> [Trecho]:

+ + + + +

Diante dos graves problemas apontados aqui, é preciso alertar a sociedade em geral sobre o que está acontecendo com os seus dados. No Brasil, entidades organizadas na Coalizão Direitos na Rede (que reúne dezenas de entidades da sociedade civil, pesquisadores e organizações de defesa do consumidor) lançaram a campanha “Seus Dados São Você: liberdade, proteção e regulação”. A iniciativa promove diversas ações para pautar o tema e chamar atenção para a necessidade de construir regras que evitem esses abusos, em especial uma legislação para o assunto.

+ + + + +

> [Dados fornecidos]:

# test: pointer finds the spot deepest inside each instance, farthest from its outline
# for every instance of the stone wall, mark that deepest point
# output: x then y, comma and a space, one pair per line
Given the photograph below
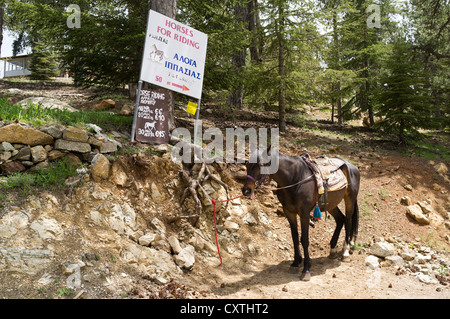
25, 148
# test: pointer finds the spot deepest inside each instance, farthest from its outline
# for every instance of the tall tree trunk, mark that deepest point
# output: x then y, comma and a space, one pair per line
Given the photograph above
236, 97
365, 105
281, 69
169, 9
337, 87
254, 26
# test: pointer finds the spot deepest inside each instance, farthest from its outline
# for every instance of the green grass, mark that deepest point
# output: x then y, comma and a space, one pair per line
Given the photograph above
38, 116
50, 178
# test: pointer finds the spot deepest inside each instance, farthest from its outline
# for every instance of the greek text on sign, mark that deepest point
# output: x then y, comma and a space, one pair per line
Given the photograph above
174, 55
152, 125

+ + + + +

> [Descrição do problema]: Escreva a continuação do trecho sobre a proteção de dados pessoais, começando logo após a última frase. A listagem não tem relação com o trecho.

> [Resultado da tarefa]:
A Campanha tem uma extensa agenda que passa por eventos e à disseminação de matérias em redes sociais, na tentativa de denunciar as abusividades cometidas por aqueles que usam dados pessoais e privados como moeda de troca. É importante frisar, como já foi dito, que é necessário navegar na internet e utilizar todas as facilidades proporcionadas pelas aplicações existentes. Mas isso não significa de forma alguma que nossa privacidade seja violada ou que devemos ser reféns das praticas abusivas dessas grandes corporações. A campanha teve papel chave para garantir direitos no texto da Lei geral de proteção de dados aprovada em 2018.
Um outro ponto que precisa ficar claro que é que este debate não passa pela lógica do “não tenho nada a esconder”. O foco aqui é impedir que empresas ganhem com nossas informações pessoais e parem de nos monitorar sem nossa autorização. Temos o direito de não ter nossa privacidade violada. É preciso compreender que este é um direito que não merece ser violado. É nossa intimidade que está em jogo. E isso envolve nossos direitos nas grandes plataformas.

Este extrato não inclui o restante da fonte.